Prof Paranjape’s lecture was preceded by a campaign against him by JNUSU and JNUTA when newspapers reported some remarks he made at a talk at the Sahitya Akademi on 19 February (‘JNU?row: Afzal Guru event held under false pretext, says professor‘) where he said,  “I am a member of JNUTA. No resolution was passed condemning that misuse, that subterfuge which was used but there was a condemnation of the arrest of a student?”


Prof Rajat Datta of the Centre of Historical Studies posted an open letter against Prof Paranjape on the JNUTA group page titled  JNU Students And Free Speech: An Open Letter To Prof. Makarand Paranjape By Prof. Rajat Datta


Prof Paranjape responded in detail answering many serious accusations and calumny levelled against him in the open letter written by Prof Rajat Datta. The open letter in turn triggered a campaign of vilification against Prof Paranjape who was projected as the ‘enemy’ within JNU.


Prof Paranjape’s response is reproduced below in toto.  It is sad (and typical of the leftist intolerance of dissent) that neither the JNUTA group page nor the JNUSU students page on Facebook published Prof Paranjape’s response. 


As an independent observer of this debate from the campus of a private university far down in the South, I have a few questions to ask of Kanhaiya Kumar, members of the JNUSU and the JNUTA:


-        Prof Paranjape has been teaching at JNU since 1999, almost nearing two decades. Were the students of JNUSU and the faculty members not aware of his position on the nationalism debate which he has consistently maintained over the years? Having then invited him to speak on this issue, should they not have had the humility and the open-mindedness to listen to him fully without interrupting him and shouting him down?


-        The audience grilled Prof Paranjape with many loaded questions after the talk, demanding that he take a stand on issues ranging from Gandhi’s assassination to the violence at the Patiala House Court.  Why didn’t the members of JNUSU subject Prof Nivedita Menon to such rigorous interrogation when she made factually incorrect and provocative claims that ‘India is perceived as an imperialist state across the world because of its illegal occupation of Kashmir’? Does it not validate again what Prof Paranjape said in his talk that JNU is a “left-hegemonic space” where dissent is not encouraged?


I leave it to the readers to read Prof Paranjape’s response below and draw their own conclusions.


Response to Professor Rajat Datta’s “JNU Students And Free Speech: An Open Letter To Prof. Makarand Paranjape”


4 March 2016

Dear Professor Datta,


Not being active on social media, I was taken aback to find myself the subject of a campaign of vilification following your “Open Letter” of 2 March 2016. That you had done me the honour of writing an “Open Letter” was in itself unexpected; the reactions that followed, however, dismayed and hurt me. A small portion of what I said at the Festival of Letters of the Sahitya Akademi was reported, but your reaction to it, circulated instantly in various forums, brought me notoriety in our own little village of JNU where I was quickly branded as “the internal enemy.”

SOURCE DATA ->
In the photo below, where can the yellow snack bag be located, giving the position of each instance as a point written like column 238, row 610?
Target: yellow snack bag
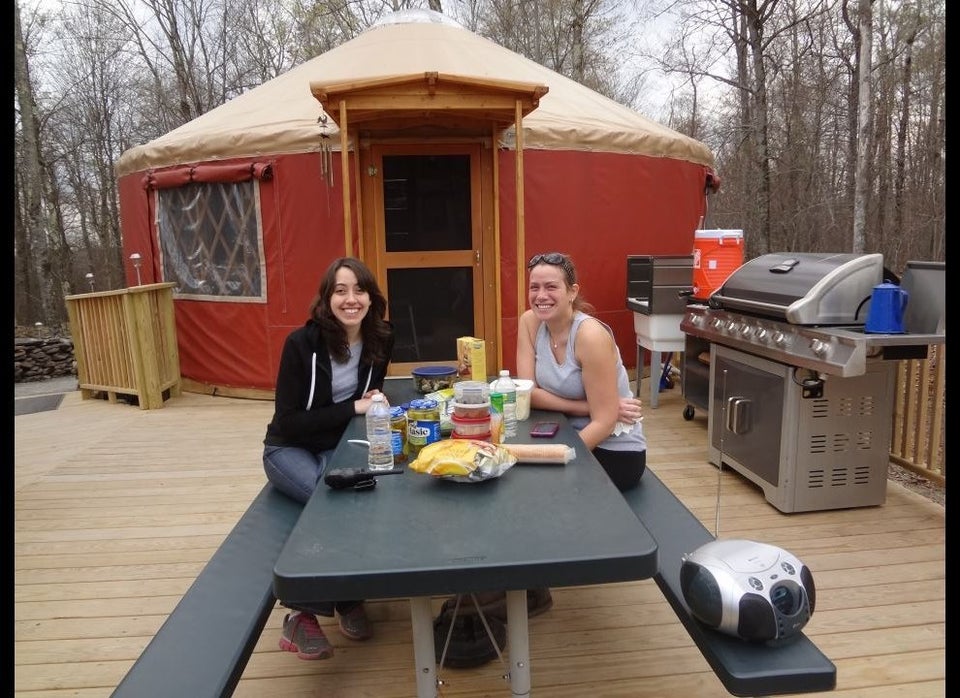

WHAT NEEDS TO BE DONE -> Can you write the next part of the piece on the JNU free-speech dispute, starting after its last sentence? The material is separate from the piece on the JNU free-speech dispute.

TASK OUTPUT ->
That your “Open Letter” was also posted on the JNU Teachers’ Association (JNUTA) Facebook page was even more worrisome. By whose design or authorization did this happen? Did the Executive or GBM approve? I have written to the President and Secretary of JNUTA to find out, but have received no reply thus far. Paradoxically and regretfully, this almost proves the central thesis that I was trying to make in my talk in a panel on “Freedom of Speech” on 19 February 2016 at the Sahitya Akademi: those who project themselves as the champions of democracy are quite as intolerant of dissent as those they condemn. Hence, this is not a battle between those who uphold the freedom of speech and those who seek to muzzle it, but between two opposing and politically charged factions, an “Open Letter” being one of the weapons in the arsenal to interrogate opponents, in addition to branding, boycott, bullying, and browbeating.


Your first charge in your “Open Letter” is that no “false pretexts or subterfuge were involved” in the seeking of permission for the event on 9 February 2016, during which a breakaway faction of Democratic Students Union took out a rally for a convicted and executed “terrorist,” accusing the Indian state and judiciary of having committed a judicial murder, and supporting the secession of Kashmir from the Indian union. “You are free,” you say, “to criticize this event and its organizers, but ‘false pretexts’ and ‘subterfuge’ are unfortunately equally false accusations.” In support of your contention, you quote from the poster announcing the event: “‘Against the Brahmanical ‘collective conscience’. ‘Against the judicial killing of Afzal Guru and Maqbool Bhat!’, and ‘in solidarity with the struggle of the Kashmiri people for their democratic rights to self-determination.’”  You thus accuse me of falsehood and distortion.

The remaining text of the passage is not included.